In order to satisfy Lemma 1 in the presence of clock skew, the lease protocol should compensate for the maximum e for waiting out the lease period A. In deployments, the maximum e is bounded by a couple milliseconds, because clock synchronization protocols like NTP and PTP fight off the clock drift by checking the time with precise time sources (atomic clocks and/or GPS clocks) over the network (as described in J. C. Corbett, J. Dean, M. Epstein, A. Fikes, C. Frost, J. J. Furman, S. Ghemawat, A. Gubarev, C. Heiser, P. Hochschild et al., “Spanner: Google's globally distributed database,” ACM Transactions on Computer Systems (TOCS), vol. 31, no. 3, p. 8, 2013), and recently even microsecond clock synchronization is achieved. Since the lease period A is on the order of seconds, with typical selections being 5-10 seconds, and clock drift is bounded, by compensating for the max e in the lease wait-out period, safety of the leases is preserved through Lemma 1.
As discussed below, there is an alternative way of satisfying Lemma 1 without using clock synchronization and wall clock, and instead only using the monotonic clock counter through System.nanoTime.

3. Correctness in the Presence of Reconfigurations

The correctness of leader leases can be shown to be preserved during reconfigurations by showing that in Raft, reconfiguration is orthogonal to replication as explained below. In Raft, a reconfiguration is only enabled after an OpLogCommitment by the leader, which implies the new leader already established a lease. Since reconfiguration in Raft is performed by only addition or removal of a replica, the lease shows itself in the majority of nodes, and Lemma 1 and Lemma 2 hold.
The node removal case is easy to see. When decrementing from an odd to an even number of nodes (e.g., from 5 to 4) the majority in the new configuration stays the same and the lease is guaranteed to be seen by the new configuration. When decrementing from an even to an odd number (e.g., from 4 to 3), the majority in the old configuration is larger, and hence is guaranteed to intersect with the majority in the new configuration, and the lease is maintained in the majority.
Node addition is similar. When incrementing from an odd to an even number of nodes (e.g., from 3 to 4), the majority in the new configuration is larger, and is guaranteed to see the lease, and if a new leader emerges it will adopt the lease. If the old leader continues, the lease gets propagated to the new majority. Note that another reconfiguration cannot happen until an OpLogCommitment by the leader, so the lease is guaranteed to be in the new majority. When incrementing from an even to an odd number (e.g., from 4 to 5), the majority remains the same and lease is maintained in the majority.

Extensions and Optimizations of LeaseGuard

1. Automatic Lease Extension

LeaseGuard extends leases automatically through write operations, but a lease expires after Δ duration with no writes. When writes are rare, the leader can write a no-op to reestablish its lease whenever needed to serve a read, or (to avoid cold starts) write a no-op periodically to maintain its lease. In some embodiments, the later approach is adopted.

▬▬▬▬▬▬▬▬▬▬

### Objectives
a: According to the lease passage, what are typical values for the lease period A?
b: Repeat everything in the lease passage from "The correctness of" down to "Lemma 2 hold.".

### Listed records
▬▬▬▬▬▬▬▬▬▬

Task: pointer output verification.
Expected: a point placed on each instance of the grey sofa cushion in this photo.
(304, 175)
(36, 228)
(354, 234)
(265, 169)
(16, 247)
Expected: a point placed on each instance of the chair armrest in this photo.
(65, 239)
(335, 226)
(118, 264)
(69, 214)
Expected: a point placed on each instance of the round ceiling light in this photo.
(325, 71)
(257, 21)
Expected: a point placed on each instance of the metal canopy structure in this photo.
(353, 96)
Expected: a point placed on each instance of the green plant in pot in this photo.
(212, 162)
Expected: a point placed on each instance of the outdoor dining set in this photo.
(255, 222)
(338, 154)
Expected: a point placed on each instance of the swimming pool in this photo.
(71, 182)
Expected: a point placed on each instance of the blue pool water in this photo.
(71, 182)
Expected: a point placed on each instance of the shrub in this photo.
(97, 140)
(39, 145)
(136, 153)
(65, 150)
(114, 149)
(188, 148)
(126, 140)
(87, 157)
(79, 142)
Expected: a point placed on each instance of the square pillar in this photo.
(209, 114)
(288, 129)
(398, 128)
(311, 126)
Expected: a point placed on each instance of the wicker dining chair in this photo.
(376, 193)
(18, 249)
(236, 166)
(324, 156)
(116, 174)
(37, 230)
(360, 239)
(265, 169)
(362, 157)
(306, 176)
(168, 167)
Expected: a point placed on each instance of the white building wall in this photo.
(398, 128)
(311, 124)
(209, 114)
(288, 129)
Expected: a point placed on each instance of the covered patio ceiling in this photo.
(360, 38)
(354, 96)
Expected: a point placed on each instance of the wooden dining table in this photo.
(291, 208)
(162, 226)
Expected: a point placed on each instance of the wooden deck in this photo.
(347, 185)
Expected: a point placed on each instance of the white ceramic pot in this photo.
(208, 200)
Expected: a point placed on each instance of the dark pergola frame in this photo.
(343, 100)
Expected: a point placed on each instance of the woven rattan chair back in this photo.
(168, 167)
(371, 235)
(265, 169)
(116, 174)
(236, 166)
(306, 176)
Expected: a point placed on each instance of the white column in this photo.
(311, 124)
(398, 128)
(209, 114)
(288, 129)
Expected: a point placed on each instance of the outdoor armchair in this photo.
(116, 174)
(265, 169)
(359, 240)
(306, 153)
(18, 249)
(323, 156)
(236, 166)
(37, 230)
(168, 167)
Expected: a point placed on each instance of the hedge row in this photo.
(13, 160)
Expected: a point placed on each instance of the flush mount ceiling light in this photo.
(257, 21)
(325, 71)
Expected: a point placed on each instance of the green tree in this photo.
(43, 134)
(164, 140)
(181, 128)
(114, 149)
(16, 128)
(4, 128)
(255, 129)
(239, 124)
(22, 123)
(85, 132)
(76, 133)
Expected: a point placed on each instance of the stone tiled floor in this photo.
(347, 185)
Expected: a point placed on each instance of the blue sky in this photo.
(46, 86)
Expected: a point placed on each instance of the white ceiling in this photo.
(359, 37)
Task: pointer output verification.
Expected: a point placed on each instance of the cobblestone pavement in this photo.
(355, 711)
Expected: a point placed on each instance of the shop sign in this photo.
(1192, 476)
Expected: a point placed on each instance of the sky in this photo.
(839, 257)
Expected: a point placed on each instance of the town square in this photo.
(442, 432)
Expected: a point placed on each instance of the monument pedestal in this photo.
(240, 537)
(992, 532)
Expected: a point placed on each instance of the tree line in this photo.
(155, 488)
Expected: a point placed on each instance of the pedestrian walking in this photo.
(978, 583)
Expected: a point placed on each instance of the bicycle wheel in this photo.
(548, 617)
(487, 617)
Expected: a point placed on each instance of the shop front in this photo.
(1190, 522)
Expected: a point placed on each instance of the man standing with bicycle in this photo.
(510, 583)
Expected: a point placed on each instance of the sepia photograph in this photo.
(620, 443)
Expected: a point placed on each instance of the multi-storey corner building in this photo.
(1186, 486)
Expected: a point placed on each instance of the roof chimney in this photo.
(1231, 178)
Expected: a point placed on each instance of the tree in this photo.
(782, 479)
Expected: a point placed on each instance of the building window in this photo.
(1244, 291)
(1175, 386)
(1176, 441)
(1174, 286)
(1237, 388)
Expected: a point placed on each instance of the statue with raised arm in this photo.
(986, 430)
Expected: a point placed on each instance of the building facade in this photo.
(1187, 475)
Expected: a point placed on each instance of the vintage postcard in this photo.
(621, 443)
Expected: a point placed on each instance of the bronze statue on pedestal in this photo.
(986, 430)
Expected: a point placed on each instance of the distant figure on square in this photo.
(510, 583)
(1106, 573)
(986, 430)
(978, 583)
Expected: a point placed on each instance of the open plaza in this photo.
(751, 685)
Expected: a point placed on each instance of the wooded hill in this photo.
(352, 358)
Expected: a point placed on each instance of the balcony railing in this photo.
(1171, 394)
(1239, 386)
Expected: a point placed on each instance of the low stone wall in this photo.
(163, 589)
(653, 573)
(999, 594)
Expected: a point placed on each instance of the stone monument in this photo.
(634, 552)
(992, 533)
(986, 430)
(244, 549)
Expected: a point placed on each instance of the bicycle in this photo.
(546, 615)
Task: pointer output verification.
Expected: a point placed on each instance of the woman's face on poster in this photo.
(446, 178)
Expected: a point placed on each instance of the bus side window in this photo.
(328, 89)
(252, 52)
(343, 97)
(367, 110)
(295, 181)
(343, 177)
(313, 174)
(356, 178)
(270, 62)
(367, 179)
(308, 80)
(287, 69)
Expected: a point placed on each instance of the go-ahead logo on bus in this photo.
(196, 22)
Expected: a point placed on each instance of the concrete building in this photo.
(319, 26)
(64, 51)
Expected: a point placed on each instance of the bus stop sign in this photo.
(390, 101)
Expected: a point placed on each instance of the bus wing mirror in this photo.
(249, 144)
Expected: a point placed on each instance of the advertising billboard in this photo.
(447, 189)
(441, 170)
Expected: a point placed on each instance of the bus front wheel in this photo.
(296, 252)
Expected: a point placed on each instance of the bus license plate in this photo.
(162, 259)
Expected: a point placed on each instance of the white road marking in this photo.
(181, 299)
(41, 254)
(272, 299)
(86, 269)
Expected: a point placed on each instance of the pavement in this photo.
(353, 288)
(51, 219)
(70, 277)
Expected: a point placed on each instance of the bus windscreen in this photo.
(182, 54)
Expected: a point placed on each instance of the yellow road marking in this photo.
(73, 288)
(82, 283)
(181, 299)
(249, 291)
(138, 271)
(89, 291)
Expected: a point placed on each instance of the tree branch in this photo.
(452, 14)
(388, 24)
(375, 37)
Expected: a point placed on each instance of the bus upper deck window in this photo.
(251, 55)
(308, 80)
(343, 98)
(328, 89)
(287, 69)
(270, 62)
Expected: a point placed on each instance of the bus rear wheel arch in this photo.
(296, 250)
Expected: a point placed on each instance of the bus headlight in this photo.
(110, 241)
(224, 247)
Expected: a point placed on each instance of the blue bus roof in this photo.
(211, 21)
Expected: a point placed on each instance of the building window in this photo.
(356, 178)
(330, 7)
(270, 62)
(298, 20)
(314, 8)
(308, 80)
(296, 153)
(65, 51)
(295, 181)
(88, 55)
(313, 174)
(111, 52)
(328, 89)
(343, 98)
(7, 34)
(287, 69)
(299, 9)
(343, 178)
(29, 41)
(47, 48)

▬▬▬▬▬▬▬▬▬▬

### The solutions
a: 5-10 seconds

b:
The correctness of leader leases can be shown to be preserved during reconfigurations by showing that in Raft, reconfiguration is orthogonal to replication as explained below. In Raft, a reconfiguration is only enabled after an OpLogCommitment by the leader, which implies the new leader already established a lease. Since reconfiguration in Raft is performed by only addition or removal of a replica, the lease shows itself in the majority of nodes, and Lemma 1 and Lemma 2 hold.